━━━━━ TEXT SECTION
Granger Acquisition. In January 2010, we acquired the following assets from Anadarko: (i) the Granger gathering system, a 750-mile gathering system with related compressors and other facilities, and (ii) the Granger complex, consisting of two cryogenic trains with combined capacity of 200 MMcf/d, two refrigeration trains with combined capacity of 145 MMcf/d, an NGLs fractionation facility with capacity of 9,500 barrels per day, and ancillary equipment. In connection with the acquisition, we entered into five-year, fixed-price commodity swap agreements with Anadarko, which cover non-fee-based volumes processed at the Granger complex. The Granger acquisition was financed with $210.0 million of borrowings under the Partnership’s revolving credit facility plus $31.7 million of cash on hand, as well as through the issuance of 620,689 common units to Anadarko and 12,667 general partner units to our general partner.
Presentation of Partnership Acquisitions. For purposes of this quarterly report on Form 10-Q, the initial assets, Powder River assets, Chipeta assets and Granger assets are referred to collectively as the “Partnership Assets.” Unless otherwise noted, references to “periods prior to our acquisition of the Partnership Assets” and similar phrases refer to periods prior to May 2008, with respect to the initial assets, periods prior to December 2008, with respect to the Powder River assets, periods prior to July 2009, with respect to the Chipeta assets, and periods prior to January 2010, with respect to the Granger assets. Unless otherwise noted, references to “periods subsequent to our acquisition of the Partnership Assets” and similar phrases refer to periods including and subsequent to May 2008, with respect to the initial assets, periods including and subsequent to December 2008, with respect to the Powder River assets, periods including and subsequent to July 2009, with respect to the Chipeta assets, and periods including and subsequent to January 2010, with respect to the Granger assets.
━━━━━━━━━━
━━━━━ RECORDS FOR THIS TASK
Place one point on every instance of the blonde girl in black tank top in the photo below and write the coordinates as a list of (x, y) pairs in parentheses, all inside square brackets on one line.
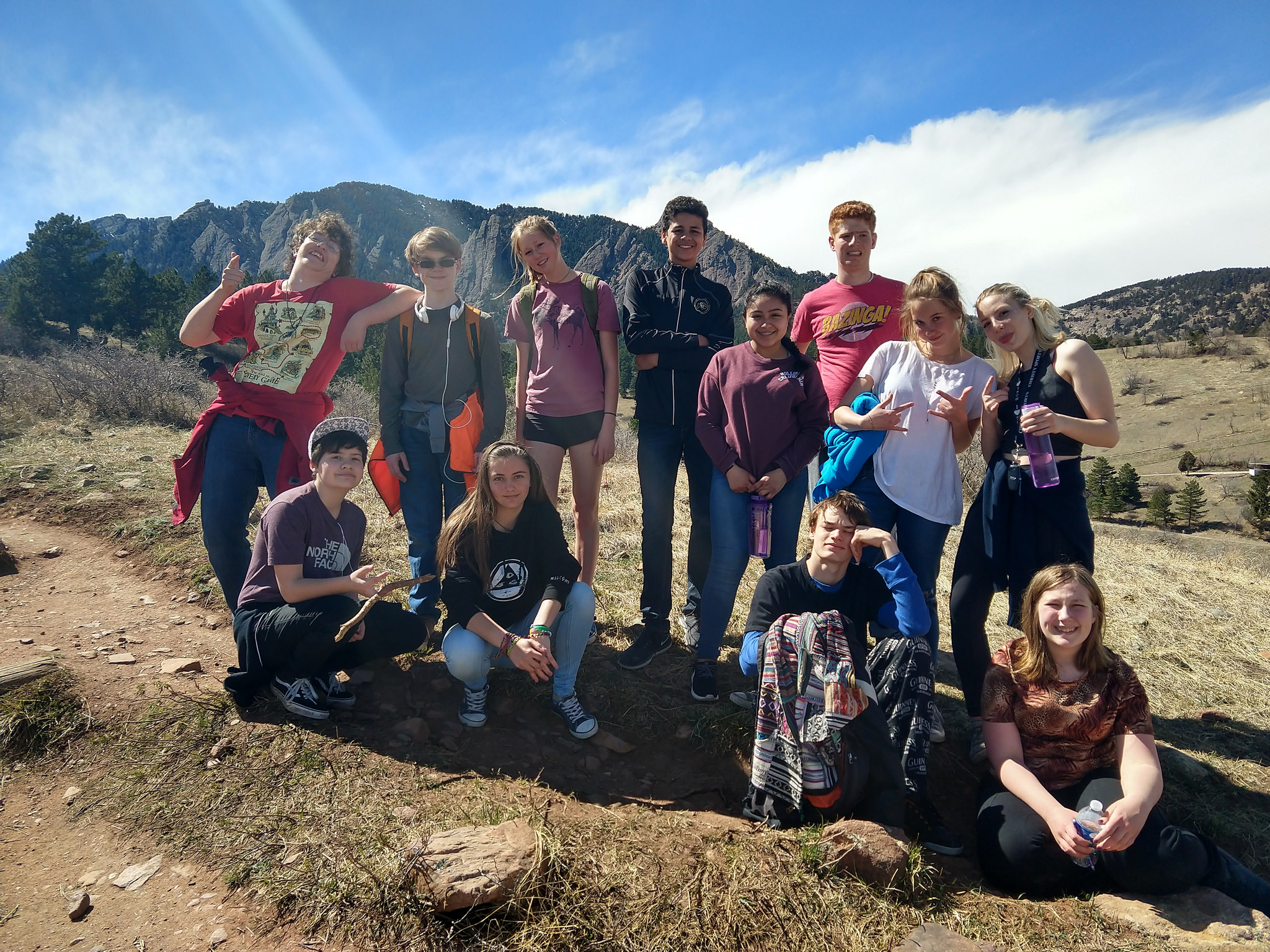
[(1013, 530)]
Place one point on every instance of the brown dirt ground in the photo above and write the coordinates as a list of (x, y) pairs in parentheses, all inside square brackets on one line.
[(91, 598)]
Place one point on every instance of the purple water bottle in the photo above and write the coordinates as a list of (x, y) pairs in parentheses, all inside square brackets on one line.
[(760, 526), (1041, 456)]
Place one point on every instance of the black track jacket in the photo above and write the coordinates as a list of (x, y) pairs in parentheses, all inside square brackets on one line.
[(664, 311)]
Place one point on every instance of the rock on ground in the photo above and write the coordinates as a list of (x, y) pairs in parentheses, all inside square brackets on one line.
━━━━━━━━━━
◆ DIRECTIVE 1
In the Granger acquisition text, how was the Granger acquisition financed? Answer in one to three sentences.
◆ DIRECTIVE 2
Pull out every line of the records that contains the word "ground".

◆ COMPLETE ANSWER 1
The Granger acquisition was financed with $210.0 million of borrowings under the Partnership's revolving credit facility plus $31.7 million of cash on hand. It was also financed by issuing 620,689 common units to Anadarko and 12,667 general partner units to the general partner.

◆ COMPLETE ANSWER 2
Place one point on every instance of the brown dirt ground in the photo above and write the coordinates as a list of (x, y) pairs in parentheses, all inside square brackets on one line.
Place one point on every instance of the rock on ground in the photo above and write the coordinates as a list of (x, y) pairs in parentheses, all inside square brackets on one line.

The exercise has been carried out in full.